* [Selected text]:

In conversation with Michael Cogswell

In conversation with Michael Cogswell

An interview with the author of Louis Armstrong: The Offstage Story of Satchmo

Written By

Molly Sheridan



An interview with the author of Louis Armstrong: The Offstage Story of Satchmo

Michael Cogswell was hired by Queens College in 1991 to arrange, preserve, and catalog the collections of the Louis Armstrong Archives. In 1995 the college asked him to lead the project to open the Louis Armstrong House as a museum. Mr. Cogswell has made presentations about Louis Armstrong in Washington D.C., New Orleans, San Francisco, and Europe, and he has appeared on NPR’s “Fresh Air,” ABC-TV’s Nightline, and CBS Sunday Morning.

Molly Sheridan: So, when you began this project 12 years ago, what did you walk into?

Michael Cogswell: I was hired in 1991 by Queens College to arrange, preserve, and catalogue Louis Armstrong‘s vast personal collection of reel-to-reel tapes, scrapbooks, photographs, gold records and awards, and papers and so forth that were discovered in his house. My first day at work I walked into the archival center in Rosenthal Library at Queens College and there were 72 shipping cartons of stuff stacked up and there was a chair and a desk. That was about it. I actually had to borrow a pad of paper and a pencil to begin work. But we started from there and then three years later we opened to the public as the Louis Armstrong Archives.

(Point labeling dataset excerpts)
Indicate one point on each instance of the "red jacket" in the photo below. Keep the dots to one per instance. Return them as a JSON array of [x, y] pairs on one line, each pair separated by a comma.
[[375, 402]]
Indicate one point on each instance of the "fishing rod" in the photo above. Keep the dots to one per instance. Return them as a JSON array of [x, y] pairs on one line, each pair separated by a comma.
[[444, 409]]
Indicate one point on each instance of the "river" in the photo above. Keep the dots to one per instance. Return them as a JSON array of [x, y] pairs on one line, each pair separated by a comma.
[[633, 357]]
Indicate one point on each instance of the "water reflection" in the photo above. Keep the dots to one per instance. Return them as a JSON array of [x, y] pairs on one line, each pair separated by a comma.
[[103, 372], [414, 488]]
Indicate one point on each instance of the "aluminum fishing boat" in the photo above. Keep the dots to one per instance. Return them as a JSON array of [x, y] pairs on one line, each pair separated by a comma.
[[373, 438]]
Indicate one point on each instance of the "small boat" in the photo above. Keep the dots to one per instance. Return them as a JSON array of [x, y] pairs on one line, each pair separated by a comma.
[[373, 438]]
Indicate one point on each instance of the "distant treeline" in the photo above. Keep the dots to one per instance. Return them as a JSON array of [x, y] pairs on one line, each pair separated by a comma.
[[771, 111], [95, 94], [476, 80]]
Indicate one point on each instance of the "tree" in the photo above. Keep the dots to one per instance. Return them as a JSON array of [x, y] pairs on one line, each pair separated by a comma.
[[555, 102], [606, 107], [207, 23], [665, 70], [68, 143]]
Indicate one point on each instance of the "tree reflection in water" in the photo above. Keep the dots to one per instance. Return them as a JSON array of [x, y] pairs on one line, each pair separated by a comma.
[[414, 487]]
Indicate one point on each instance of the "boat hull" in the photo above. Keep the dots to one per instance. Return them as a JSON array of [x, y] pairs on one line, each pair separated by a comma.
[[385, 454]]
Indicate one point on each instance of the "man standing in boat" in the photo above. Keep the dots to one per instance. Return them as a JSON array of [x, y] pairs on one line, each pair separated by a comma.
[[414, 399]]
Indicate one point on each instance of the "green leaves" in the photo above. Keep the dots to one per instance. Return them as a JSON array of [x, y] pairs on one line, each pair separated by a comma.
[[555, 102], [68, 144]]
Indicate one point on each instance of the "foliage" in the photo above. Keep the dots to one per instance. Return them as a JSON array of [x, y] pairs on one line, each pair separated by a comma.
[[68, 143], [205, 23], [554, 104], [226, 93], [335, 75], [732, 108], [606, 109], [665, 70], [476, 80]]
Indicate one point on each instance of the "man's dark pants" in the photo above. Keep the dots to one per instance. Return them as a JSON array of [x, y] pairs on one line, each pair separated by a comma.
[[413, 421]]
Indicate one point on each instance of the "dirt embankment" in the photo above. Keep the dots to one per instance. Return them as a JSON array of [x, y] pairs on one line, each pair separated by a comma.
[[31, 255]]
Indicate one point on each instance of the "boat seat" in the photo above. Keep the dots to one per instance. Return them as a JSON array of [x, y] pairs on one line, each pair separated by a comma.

* [Requirement 1]: In the interview about the Louis Armstrong Archives, how many shipping cartons were stacked up in the archival center on Michael Cogswell's first day at work?
* [Requirement 2]: Copy the listing verbatim, starting at its first line and ending at the line that contains "[[103, 372], [414, 488]]".

* [Expected answer 1]: 72

* [Expected answer 2]:
Indicate one point on each instance of the "red jacket" in the photo below. Keep the dots to one per instance. Return them as a JSON array of [x, y] pairs on one line, each pair separated by a comma.
[[375, 402]]
Indicate one point on each instance of the "fishing rod" in the photo above. Keep the dots to one per instance. Return them as a JSON array of [x, y] pairs on one line, each pair separated by a comma.
[[444, 409]]
Indicate one point on each instance of the "river" in the photo above. Keep the dots to one per instance. Return them as a JSON array of [x, y] pairs on one line, each pair separated by a comma.
[[633, 357]]
Indicate one point on each instance of the "water reflection" in the photo above. Keep the dots to one per instance. Return them as a JSON array of [x, y] pairs on one line, each pair separated by a comma.
[[103, 372], [414, 488]]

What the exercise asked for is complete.